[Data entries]
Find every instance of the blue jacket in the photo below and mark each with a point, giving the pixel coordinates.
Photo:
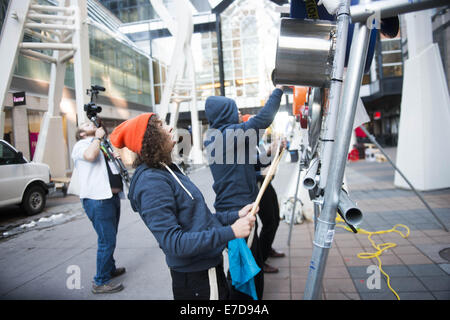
(235, 184)
(191, 237)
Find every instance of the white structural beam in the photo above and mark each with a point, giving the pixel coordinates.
(46, 46)
(49, 26)
(12, 34)
(82, 73)
(51, 147)
(424, 132)
(38, 55)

### Exercise directions:
Pictures stay out; the records above are otherwise reproduced exactly.

### Result of this exercise:
Find every instance of the blue jacket in the photo below and mark each with a point, giving the pixel coordinates.
Photo:
(235, 184)
(191, 237)
Find every instance of the white structural beam in the photo above and mark each with a point, giving the pixel coordinates.
(46, 46)
(49, 26)
(12, 34)
(82, 73)
(51, 147)
(424, 132)
(38, 55)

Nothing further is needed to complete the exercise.